── SELECTED EXCERPT

Spatial Perturb-Seq combines in vivo CRISPR gene editing with high-resolution spatial transcriptomics, allowing scientists to perturb multiple genes simultaneously in their native tissue context. Unlike conventional approaches that dissociate cells, disrupting spatial relationships and biasing cell type representation, this technique preserves tissue structure while capturing single-cell resolution data. Led by first author Dr. Kimberle Shen from GIS and senior authors Dr. Wei Leong Chew and Dr. Shyam Prabhakar—who holds joint appointments at GIS, NTU's Lee Kong Chian School of Medicine, and NUS CSI—the method was demonstrated in mouse brain tissues targeting neurodegenerative disease risk genes.
The Challenge of Single-Cell Genomics in Tissue Context
Single-cell RNA sequencing (scRNA-seq), or single-cell genomics, has transformed biology by revealing cellular heterogeneity at unprecedented detail. It profiles thousands of genes per cell, identifying rare populations and states missed by bulk methods. However, dissociating tissues for scRNA-seq introduces artifacts: fragile cells die, tough ones dominate, and spatial information—crucial for understanding cell-cell interactions—is lost. In cancer, tumor microenvironments (TME) rely on precise spatial organization; disrupting it obscures how genes influence neighbors.
Spatial transcriptomics technologies like Stereo-seq and Xenium map gene expression in tissue sections, but they lack functional perturbation. CRISPR screens (pooled perturbations) reveal gene functions, and Perturb-seq merges them with scRNA-seq for single-cell readout. Yet, spatial integration was missing—until Spatial Perturb-Seq.
How Spatial Perturb-Seq Works: A Step-by-Step Breakdown
The method starts with designing a library of single-guide RNAs (sgRNAs) targeting genes of interest, packaged into adeno-associated virus (AAV) vectors for in vivo delivery. Stereotaxic injection into mouse brain targets specific regions, where CRISPR-Cas9 knocks out genes in individual cells.
- Perturbation Delivery: AAV-sgRNA library infects cells randomly, perturbing one or few genes per cell.
- Tissue Harvest: After weeks, brains are harvested intact.
- Spatial Profiling: Sections undergo Stereo-seq (MGI Tech) or Xenium (10x Genomics) for spatial transcriptomics, capturing sgRNA barcodes and gene expression.
- Single-Cell Validation: Dissociated cells for scRNA-seq confirm perturbations.

────
── DATA UNDER STUDY

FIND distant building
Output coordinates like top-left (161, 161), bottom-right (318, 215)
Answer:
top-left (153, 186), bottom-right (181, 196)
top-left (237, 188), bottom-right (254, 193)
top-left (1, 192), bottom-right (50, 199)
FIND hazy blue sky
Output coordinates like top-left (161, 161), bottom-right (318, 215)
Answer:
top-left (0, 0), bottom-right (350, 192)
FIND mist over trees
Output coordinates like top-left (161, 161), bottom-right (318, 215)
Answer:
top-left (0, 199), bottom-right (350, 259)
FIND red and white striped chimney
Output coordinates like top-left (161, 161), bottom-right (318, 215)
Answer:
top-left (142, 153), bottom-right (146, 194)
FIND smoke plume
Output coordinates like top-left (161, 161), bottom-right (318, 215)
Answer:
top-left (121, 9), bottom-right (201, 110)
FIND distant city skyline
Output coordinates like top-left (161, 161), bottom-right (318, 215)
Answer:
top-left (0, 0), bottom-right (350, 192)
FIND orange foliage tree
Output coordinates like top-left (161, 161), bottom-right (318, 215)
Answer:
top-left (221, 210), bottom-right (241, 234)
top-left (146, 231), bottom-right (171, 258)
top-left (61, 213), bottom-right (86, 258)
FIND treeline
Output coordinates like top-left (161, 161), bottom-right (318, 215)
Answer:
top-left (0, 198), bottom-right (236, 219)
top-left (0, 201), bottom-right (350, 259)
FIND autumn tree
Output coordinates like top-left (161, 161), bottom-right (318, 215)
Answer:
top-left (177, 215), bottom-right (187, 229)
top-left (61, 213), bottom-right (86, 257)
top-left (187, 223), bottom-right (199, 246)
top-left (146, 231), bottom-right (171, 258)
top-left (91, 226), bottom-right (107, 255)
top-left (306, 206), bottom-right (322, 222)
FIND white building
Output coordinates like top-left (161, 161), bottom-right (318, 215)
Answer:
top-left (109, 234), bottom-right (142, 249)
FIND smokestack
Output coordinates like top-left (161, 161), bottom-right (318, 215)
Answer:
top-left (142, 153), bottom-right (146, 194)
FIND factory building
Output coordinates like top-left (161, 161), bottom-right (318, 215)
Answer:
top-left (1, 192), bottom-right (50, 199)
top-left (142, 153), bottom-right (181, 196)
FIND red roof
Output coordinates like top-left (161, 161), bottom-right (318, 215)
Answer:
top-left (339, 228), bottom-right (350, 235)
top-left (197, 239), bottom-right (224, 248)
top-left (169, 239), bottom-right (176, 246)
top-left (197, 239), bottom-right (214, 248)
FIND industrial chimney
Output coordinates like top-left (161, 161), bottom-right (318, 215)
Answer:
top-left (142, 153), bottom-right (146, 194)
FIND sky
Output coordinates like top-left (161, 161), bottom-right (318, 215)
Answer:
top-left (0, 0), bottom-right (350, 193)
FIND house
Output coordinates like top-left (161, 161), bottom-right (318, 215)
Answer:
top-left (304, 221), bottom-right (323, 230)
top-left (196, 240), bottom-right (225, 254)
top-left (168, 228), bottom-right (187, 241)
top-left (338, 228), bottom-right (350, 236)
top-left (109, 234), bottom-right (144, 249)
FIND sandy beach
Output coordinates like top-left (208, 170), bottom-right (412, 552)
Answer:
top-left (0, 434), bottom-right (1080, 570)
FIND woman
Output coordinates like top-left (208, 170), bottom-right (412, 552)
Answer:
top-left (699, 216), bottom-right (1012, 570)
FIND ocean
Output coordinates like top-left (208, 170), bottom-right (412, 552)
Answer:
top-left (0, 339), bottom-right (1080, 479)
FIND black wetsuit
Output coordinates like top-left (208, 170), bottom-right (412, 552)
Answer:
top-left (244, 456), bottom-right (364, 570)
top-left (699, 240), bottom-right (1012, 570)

────

WHAT TO DO
Rewrite the Spatial Perturb-Seq text between "- Spatial Profiling: Sections" and "scRNA-seq confirm perturbations.", inclusive, swapping "Xenium" for "MERFISH". The material has no connection to the text about Spatial Perturb-Seq.

WRITTEN ANSWER
- Spatial Profiling: Sections undergo Stereo-seq (MGI Tech) or MERFISH (10x Genomics) for spatial transcriptomics, capturing sgRNA barcodes and gene expression.
- Single-Cell Validation: Dissociated cells for scRNA-seq confirm perturbations.